**Short task:** Repeat the lines from the one containing "Target: support column" through the one containing "column 11, row 168", inclusive, exactly as they appear.

**Collection entries:**
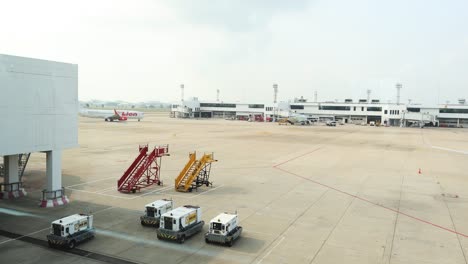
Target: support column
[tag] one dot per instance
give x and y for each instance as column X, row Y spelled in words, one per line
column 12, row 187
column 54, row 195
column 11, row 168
--
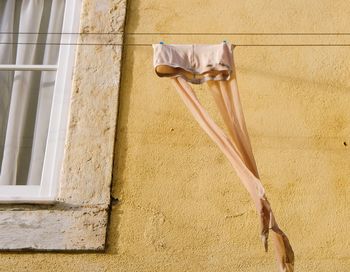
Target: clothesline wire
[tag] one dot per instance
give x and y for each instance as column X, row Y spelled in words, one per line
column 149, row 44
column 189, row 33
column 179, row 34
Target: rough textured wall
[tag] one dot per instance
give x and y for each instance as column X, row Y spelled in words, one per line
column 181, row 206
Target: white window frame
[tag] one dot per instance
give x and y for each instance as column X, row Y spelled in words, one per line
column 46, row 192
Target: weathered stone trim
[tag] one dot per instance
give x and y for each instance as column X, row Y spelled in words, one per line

**Task output:**
Target: support column
[tag] one dot per instance
give x and y for each instance as column X, row Y spelled in words, one per line
column 12, row 187
column 54, row 195
column 11, row 168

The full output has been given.